From Colette’s upbringing, her close relationship with her mother Sido and father Jules-Joseph Colette. A later marriage to Willy, Yvonne, goes into detail of the hours Colette spent locked in a room by Willy, having to write as one of Willy’s ghost writers. The novelist, actress, journalism, and through the world wars. The chapters of Colette’s biography follow a course of significant figures that influenced Colette in her writing.

Yvonne Mitchell’s 'A Taste For Life' wonderfully combines the depth of a well-researched book with a storytelling writing style. You not only come away from reading with a feeling of an insight into Colette as the person, but Yvonne’s own understanding of her subject. Brought to life through her own beautifully written passages, adds a flow, a rhythm to each paragraph. Added extracts from Colette’s novels, works alongside Yvonne’s words.

Yvonne, the novelist, provides us with more than just an account, a storyteller’s skill, with a reading audience in mind. With many illustrations and photographs throughout the book, this biography of Colette is a fitting companion to Colette’s many books. For those that saw Yvonne play Colette on stage, I can only imagine.

In Yvonne’s biography of Colette, we get a flavour of what was a performance. Both Colette and Yvonne knew the theatre, and the written word intimately.

An intriguing insight into Yvonne's writing process when writing this biography of Colette, is spoken of again in an interview with Yvonne in 1979. "I could not write unless I was in bed with the curtains drawn and the light on and with a scarf around my neck. Colette, too used to have the curtains drawn and a scarf round her neck when she was writing, which was strange for a woman so attached to air and earth. I suppose being an actress, it was like playing a part in the theatre-the part had taken me over."

Yvonne Mitchell

The same sky: A play in three acts

Yvonne Mitchell's strong work ethic involved not only authoring novels but also crafting a play. During joblessness and the belief that she may never work again, she opted to live with her sister. Yvonne, having no clue how to start, adopted a template that someone had previously created.

Dataset:

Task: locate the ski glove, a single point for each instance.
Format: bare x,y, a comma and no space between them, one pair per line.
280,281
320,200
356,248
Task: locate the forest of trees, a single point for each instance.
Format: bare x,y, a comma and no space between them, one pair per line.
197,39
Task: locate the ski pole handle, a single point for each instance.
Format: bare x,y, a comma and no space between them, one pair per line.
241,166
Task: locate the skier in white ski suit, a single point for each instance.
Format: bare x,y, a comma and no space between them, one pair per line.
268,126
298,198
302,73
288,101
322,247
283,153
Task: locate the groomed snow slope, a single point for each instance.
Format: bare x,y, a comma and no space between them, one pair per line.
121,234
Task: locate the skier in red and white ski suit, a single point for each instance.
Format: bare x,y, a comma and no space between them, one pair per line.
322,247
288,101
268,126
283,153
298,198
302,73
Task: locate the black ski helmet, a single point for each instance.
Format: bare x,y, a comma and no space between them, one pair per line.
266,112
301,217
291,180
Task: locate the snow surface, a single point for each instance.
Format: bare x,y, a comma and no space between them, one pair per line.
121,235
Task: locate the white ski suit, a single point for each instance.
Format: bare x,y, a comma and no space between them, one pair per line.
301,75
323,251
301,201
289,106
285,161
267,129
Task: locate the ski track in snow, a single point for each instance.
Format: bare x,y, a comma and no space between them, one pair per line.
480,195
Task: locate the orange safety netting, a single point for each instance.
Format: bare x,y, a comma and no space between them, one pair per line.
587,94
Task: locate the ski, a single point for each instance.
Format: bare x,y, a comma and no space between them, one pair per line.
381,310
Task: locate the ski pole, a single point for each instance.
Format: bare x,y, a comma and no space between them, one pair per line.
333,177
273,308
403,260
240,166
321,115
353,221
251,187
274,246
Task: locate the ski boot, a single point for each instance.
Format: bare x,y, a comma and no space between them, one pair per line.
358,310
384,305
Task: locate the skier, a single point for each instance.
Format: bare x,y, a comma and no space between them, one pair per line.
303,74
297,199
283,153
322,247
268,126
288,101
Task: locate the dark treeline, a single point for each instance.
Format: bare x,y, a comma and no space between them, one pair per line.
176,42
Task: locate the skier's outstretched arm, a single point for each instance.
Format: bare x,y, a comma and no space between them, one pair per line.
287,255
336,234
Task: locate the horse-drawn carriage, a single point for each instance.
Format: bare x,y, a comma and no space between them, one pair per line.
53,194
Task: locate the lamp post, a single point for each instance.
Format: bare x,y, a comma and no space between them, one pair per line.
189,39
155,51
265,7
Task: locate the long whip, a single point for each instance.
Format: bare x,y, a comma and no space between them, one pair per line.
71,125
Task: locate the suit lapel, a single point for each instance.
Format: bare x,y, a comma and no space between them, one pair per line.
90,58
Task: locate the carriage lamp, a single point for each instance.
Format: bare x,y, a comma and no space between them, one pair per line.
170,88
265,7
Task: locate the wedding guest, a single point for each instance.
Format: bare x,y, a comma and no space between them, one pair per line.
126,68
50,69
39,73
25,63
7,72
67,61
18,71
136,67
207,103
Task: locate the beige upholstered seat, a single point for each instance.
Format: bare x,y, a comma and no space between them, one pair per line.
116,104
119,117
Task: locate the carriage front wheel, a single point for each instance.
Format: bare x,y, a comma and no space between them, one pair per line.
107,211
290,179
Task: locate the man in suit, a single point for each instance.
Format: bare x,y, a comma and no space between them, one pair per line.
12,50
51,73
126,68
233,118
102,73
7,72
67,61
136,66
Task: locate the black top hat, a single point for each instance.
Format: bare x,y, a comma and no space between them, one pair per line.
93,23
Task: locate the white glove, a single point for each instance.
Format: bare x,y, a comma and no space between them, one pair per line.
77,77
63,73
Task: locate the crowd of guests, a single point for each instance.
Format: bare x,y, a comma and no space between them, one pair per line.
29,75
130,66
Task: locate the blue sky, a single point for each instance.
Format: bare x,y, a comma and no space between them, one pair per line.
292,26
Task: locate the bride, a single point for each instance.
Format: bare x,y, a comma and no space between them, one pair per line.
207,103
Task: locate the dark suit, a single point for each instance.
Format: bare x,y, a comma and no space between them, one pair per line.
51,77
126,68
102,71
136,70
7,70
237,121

What to do:
[1] Print the section of the text on Yvonne Mitchell and Colette that begins at the words "Yvonne Mitchell’s 'A" and ends after "alongside Yvonne’s words.".
[2] Carry on the text on Yvonne Mitchell and Colette from the point at which it stops.
The items above are separate material, unconnected to the text on Yvonne Mitchell and Colette.

Answers to each task:
[1]
Yvonne Mitchell’s 'A Taste For Life' wonderfully combines the depth of a well-researched book with a storytelling writing style. You not only come away from reading with a feeling of an insight into Colette as the person, but Yvonne’s own understanding of her subject. Brought to life through her own beautifully written passages, adds a flow, a rhythm to each paragraph. Added extracts from Colette’s novels, works alongside Yvonne’s words.

[2]
Building on the themes of Romeo and Juliet, an original setting, a set of characters were explored. The Same Sky tells the tale of a conflict between a Jewish family and their daughter's romance with a non-Jewish person. This is a story about a young couple from two different families, whose love for each other is tested by the tensions arising from their contrasting religious backgrounds.

Opposed to the couple's marriage and marrying outside the faith. Their families putting barriers between the lovers. This story reflected what Yvonne had heard from her sister while working at a children's play centre. She witnessed an animosity in some young children between the faiths.

Set at the outbreak of WWII. The play directly confronted the prejudices of various beliefs. Yvonne knew it would be hard to get produced, to be picked up, but was determined not to allow her work to be constrained by commercial considerations.

In her own words, knowing work was scarce, she wrote as a need for something to do. Was this her downplaying her reasons for writing? As something to do.? Or a direct commentary. Her own witnessing of a prejudice, and a reflection of where that can lead to, in a family setting, or for the generality.

With a three-year cap from being written and to the stage. Yvonne would finally see her play on the stage. 1950 saw the Nottingham Playhouse put on a performance. What followed was more theatre productions and radio broadcasts.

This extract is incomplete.